Using the entries below, copy out all lines where "foliage" is found.

§ Excerpts from a dataset:

* * * * * * * * *

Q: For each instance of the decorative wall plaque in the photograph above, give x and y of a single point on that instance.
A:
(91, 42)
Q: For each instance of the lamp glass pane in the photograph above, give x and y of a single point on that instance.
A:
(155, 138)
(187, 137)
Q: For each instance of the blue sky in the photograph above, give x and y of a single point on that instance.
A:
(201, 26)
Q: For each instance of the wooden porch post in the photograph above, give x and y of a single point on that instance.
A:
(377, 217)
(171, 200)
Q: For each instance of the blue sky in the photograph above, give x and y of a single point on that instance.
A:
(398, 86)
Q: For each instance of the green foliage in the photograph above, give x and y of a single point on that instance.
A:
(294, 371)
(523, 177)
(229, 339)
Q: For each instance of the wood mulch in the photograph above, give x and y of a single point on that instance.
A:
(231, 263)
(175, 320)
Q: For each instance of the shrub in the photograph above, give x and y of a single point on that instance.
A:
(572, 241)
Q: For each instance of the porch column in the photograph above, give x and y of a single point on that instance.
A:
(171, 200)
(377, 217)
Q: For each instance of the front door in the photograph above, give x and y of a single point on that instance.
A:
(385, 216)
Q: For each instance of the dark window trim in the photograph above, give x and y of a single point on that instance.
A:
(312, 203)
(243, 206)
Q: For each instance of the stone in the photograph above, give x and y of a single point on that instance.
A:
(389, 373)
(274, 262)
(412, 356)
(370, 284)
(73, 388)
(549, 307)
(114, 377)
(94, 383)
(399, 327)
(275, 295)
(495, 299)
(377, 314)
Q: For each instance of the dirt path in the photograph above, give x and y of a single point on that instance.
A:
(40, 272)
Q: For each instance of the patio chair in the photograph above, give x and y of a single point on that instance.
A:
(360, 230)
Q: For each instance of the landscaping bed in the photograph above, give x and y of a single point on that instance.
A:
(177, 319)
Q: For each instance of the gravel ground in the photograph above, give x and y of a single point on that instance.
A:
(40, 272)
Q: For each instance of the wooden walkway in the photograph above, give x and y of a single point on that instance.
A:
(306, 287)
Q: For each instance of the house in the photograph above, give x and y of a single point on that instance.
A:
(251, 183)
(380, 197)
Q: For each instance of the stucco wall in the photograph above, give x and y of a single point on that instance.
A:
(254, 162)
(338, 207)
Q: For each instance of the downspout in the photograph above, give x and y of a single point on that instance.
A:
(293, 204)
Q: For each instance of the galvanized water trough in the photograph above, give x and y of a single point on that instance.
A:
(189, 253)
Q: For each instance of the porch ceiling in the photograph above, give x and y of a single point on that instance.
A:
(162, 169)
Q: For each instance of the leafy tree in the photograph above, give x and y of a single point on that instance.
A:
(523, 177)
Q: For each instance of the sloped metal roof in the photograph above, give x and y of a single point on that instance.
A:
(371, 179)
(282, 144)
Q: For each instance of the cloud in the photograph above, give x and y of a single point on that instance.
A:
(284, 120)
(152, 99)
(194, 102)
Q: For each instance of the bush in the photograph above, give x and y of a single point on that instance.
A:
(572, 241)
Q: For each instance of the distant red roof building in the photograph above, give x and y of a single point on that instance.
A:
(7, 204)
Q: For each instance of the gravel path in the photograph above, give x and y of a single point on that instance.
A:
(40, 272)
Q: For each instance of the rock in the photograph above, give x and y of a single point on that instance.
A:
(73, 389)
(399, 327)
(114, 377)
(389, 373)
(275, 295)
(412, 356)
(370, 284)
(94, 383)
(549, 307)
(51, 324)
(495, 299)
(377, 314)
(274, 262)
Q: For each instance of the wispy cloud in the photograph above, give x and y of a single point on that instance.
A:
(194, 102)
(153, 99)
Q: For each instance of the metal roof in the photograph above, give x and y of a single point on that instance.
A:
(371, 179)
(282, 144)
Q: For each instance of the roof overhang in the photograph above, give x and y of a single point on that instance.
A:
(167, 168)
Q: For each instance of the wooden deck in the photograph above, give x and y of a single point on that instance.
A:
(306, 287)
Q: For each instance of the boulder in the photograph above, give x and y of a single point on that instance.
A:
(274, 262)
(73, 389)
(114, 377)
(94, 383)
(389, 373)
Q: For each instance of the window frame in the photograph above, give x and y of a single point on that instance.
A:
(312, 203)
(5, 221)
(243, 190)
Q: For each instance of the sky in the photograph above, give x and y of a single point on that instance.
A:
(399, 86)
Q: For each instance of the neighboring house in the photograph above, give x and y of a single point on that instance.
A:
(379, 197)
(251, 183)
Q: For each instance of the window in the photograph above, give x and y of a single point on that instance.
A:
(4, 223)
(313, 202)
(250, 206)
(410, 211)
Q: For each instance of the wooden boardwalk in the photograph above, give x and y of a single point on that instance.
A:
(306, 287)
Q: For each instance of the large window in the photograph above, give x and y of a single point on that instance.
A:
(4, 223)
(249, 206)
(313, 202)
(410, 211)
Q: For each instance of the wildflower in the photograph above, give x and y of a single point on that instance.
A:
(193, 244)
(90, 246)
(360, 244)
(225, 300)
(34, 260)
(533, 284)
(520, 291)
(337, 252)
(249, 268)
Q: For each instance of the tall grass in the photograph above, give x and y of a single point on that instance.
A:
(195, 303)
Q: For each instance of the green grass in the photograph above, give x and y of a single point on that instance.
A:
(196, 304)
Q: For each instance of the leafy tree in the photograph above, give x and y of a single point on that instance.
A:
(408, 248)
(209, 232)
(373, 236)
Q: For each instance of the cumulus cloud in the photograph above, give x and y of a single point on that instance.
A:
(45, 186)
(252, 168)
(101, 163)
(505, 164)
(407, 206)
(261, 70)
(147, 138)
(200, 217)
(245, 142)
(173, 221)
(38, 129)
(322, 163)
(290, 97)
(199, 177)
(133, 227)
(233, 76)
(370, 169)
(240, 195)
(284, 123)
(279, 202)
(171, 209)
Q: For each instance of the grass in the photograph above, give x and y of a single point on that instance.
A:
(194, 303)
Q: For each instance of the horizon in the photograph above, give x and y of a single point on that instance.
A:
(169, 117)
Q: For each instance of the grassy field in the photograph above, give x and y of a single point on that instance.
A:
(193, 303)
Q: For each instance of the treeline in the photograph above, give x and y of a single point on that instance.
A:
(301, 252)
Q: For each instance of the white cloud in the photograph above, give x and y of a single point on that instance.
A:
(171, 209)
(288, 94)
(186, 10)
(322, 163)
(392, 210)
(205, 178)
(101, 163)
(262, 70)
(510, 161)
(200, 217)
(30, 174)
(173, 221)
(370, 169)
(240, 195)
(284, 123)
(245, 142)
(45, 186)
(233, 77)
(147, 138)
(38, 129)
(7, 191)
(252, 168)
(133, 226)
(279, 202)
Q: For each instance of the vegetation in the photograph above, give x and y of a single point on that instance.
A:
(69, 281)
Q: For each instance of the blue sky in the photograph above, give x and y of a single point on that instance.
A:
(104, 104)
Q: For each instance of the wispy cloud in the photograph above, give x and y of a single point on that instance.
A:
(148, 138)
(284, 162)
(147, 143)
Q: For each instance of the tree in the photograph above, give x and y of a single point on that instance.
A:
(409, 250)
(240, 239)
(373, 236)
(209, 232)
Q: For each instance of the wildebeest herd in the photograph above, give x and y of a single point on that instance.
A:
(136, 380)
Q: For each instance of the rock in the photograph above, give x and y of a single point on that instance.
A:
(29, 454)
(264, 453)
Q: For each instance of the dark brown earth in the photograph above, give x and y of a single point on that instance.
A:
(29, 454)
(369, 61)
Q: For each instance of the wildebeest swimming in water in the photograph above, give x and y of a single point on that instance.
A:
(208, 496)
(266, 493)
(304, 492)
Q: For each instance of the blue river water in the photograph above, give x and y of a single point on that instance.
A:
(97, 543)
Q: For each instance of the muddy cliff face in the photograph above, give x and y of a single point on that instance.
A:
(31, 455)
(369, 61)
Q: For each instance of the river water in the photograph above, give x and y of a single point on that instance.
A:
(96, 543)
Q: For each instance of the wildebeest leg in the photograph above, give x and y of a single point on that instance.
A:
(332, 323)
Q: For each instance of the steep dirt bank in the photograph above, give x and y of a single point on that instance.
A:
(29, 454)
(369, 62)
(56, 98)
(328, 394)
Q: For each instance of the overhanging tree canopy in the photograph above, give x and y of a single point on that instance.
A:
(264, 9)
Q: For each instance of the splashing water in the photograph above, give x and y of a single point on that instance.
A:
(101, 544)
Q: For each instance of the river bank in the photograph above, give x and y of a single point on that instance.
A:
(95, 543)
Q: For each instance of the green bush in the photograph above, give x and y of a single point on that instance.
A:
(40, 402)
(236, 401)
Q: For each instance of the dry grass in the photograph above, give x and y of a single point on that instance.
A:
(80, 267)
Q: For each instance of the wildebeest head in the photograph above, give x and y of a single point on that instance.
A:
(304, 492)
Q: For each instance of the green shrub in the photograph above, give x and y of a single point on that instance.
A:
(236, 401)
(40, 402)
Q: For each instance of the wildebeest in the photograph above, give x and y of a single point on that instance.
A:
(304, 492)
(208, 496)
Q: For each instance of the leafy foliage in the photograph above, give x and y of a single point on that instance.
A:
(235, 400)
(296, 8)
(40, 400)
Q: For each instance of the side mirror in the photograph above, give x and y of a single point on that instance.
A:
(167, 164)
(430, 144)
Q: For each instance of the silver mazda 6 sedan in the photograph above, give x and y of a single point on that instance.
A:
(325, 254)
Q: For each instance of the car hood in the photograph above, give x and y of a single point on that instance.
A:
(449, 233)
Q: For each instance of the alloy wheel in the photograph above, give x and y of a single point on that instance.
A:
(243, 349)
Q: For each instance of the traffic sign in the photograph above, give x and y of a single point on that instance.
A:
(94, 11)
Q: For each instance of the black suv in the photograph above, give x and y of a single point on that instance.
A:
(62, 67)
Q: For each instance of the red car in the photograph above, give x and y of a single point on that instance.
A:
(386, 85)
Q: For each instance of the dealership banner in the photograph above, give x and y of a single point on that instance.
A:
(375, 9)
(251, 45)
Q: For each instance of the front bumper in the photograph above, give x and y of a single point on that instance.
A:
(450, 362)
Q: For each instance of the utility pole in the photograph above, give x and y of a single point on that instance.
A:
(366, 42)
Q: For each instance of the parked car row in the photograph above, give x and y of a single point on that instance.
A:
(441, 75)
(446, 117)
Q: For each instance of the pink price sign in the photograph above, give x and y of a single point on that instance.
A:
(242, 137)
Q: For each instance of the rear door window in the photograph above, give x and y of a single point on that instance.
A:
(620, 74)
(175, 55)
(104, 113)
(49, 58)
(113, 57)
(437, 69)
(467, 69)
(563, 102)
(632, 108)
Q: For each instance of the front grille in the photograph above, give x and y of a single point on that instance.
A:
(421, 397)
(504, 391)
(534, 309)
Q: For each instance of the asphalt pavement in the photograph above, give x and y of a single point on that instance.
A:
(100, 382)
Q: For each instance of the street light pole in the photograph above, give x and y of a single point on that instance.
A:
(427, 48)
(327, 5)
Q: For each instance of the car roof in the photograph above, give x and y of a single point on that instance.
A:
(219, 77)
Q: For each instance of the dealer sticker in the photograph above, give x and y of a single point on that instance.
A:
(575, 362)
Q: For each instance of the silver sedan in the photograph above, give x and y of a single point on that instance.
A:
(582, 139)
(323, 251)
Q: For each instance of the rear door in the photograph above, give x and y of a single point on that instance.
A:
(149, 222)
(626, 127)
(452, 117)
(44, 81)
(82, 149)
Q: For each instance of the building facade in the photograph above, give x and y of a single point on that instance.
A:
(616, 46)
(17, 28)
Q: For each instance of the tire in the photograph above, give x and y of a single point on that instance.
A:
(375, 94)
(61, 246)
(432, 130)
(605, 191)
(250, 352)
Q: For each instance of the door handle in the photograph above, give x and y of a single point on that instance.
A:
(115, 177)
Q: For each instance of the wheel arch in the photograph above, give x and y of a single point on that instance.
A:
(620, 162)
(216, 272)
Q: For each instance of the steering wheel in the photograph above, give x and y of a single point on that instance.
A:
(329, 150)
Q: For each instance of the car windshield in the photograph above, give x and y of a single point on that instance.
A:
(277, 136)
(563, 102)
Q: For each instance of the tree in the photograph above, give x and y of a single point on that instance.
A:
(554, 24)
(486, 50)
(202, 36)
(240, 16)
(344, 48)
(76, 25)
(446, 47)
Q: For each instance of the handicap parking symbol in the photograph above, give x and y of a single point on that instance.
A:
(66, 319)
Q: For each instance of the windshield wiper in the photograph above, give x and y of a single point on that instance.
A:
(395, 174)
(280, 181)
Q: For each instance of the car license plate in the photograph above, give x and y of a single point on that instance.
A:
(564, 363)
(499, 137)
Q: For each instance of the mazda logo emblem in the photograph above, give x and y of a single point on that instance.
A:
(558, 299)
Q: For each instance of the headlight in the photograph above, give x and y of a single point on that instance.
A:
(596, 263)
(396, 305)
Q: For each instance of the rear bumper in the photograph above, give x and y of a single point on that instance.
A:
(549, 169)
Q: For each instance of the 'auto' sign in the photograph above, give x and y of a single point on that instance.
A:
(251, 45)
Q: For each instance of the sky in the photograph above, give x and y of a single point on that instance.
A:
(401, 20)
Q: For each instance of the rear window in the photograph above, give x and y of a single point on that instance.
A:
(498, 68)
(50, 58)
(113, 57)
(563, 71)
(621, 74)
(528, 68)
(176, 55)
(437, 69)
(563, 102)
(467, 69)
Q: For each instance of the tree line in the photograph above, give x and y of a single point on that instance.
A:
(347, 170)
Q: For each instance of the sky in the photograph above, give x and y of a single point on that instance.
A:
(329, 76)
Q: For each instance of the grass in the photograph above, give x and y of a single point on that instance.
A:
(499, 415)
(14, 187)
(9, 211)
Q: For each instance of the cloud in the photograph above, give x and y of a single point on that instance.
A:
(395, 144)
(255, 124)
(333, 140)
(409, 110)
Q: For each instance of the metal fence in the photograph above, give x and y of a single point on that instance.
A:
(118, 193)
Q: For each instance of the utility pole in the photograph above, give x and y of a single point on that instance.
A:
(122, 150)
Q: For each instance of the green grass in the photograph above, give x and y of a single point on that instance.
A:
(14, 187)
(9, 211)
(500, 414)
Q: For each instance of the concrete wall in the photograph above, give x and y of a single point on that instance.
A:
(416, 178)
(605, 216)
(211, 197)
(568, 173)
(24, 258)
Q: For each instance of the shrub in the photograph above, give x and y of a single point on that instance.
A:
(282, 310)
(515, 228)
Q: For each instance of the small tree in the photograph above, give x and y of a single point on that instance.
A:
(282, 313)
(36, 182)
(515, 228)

* * * * * * * * *

§ Answer to the exercise:
Q: For each instance of the green foliage in the photograph above, give x and y of a single point on that instance.
Q: For each instance of the leafy foliage in the photograph above, give x and y of a single point on that instance.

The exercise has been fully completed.